== TEXTE EXTRAIT ==

La raison scientifique Galilée et l'expérimentation scientifique

Plan

I- GALILÉE A TROUVÉ LA LOI DE LA CHUTE DES CORPS EN EXPÉRIMENTANT

II- IL A FORGÉ SA THÉORIE AVANT DE RECOURIR À L’EXPÉRIMENTATION

1) Difficultés de cette conception :

a) Pas d’expérience sans idée préconçue.
b) La mathématisation de la physique et des phénomènes.

2) La loi de la chute des corps a été découverte par des raisonnements a priori et des expériences imaginaires

a) Galilée, l’héritier de Platon ?
b) La bonne physique se fait a priori
c) La raison sans expérience est pure sépculation.

CONCLUSION : IL FAUT DISTINGUER DEUX RÔLES DE L’EXPÉRIMENTATION, SI ON VEUT RÉPONDRE À LA QUESTION.

1) rôle heuristique (de découverte)
2) rôle de confirmation


Cours

I- GALILEE A TROUVE LA LOI DE LA CHUTE DES CORPS EN EXPERIMENTANT

Au premier abord, il semble que Galilée ait expérimenté pour découvrir ces lois. Ainsi, dans le Discours concernant deux sciences nouvelles (1638), plus précisément la troisième journée qui concerne la chute libre, Galilée décrit ses recherches sur le « mouvement naturellement accéléré » de façon empiriste.

== LIGNES ENREGISTRÉES ==
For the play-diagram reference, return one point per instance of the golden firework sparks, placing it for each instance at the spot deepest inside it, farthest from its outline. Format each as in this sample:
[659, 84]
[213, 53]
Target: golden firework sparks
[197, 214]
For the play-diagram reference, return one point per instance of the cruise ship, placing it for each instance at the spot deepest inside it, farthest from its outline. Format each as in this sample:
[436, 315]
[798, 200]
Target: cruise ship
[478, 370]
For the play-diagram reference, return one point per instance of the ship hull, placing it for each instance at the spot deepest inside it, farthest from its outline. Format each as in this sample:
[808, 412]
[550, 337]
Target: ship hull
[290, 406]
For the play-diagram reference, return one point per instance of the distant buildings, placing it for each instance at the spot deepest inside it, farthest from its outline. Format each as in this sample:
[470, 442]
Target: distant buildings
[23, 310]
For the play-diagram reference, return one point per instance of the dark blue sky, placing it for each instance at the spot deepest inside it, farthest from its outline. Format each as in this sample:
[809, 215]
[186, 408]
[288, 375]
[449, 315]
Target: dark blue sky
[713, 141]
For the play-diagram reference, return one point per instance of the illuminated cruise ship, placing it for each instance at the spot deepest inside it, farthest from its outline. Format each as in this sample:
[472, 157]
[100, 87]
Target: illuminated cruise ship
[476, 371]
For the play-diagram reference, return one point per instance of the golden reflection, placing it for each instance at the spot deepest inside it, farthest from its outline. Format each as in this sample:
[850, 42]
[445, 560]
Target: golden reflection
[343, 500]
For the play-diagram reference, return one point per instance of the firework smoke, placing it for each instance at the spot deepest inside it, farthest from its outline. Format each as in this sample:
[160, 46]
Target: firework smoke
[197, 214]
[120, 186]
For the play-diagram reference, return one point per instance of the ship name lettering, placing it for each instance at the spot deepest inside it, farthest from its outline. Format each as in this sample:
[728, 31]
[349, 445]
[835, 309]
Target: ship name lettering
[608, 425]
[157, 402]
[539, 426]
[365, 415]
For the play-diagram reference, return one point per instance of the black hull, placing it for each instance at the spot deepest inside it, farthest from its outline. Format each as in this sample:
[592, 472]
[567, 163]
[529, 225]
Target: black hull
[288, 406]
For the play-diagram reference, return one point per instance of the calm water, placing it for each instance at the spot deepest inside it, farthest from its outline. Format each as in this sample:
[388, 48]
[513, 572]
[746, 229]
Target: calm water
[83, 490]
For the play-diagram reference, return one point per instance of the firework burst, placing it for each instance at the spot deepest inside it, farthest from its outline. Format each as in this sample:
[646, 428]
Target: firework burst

== TRAVAIL À FAIRE ==
Pouvez-vous recopier mot pour mot le passage du texte sur Galilée qui commence par les mots « b) La mathématisation » et se termine par « À LA QUESTION. » ?

== RÉPONSE AU PROBLÈME ==
b) La mathématisation de la physique et des phénomènes.

2) La loi de la chute des corps a été découverte par des raisonnements a priori et des expériences imaginaires

a) Galilée, l’héritier de Platon ?
b) La bonne physique se fait a priori
c) La raison sans expérience est pure sépculation.

CONCLUSION : IL FAUT DISTINGUER DEUX RÔLES DE L’EXPÉRIMENTATION, SI ON VEUT RÉPONDRE À LA QUESTION.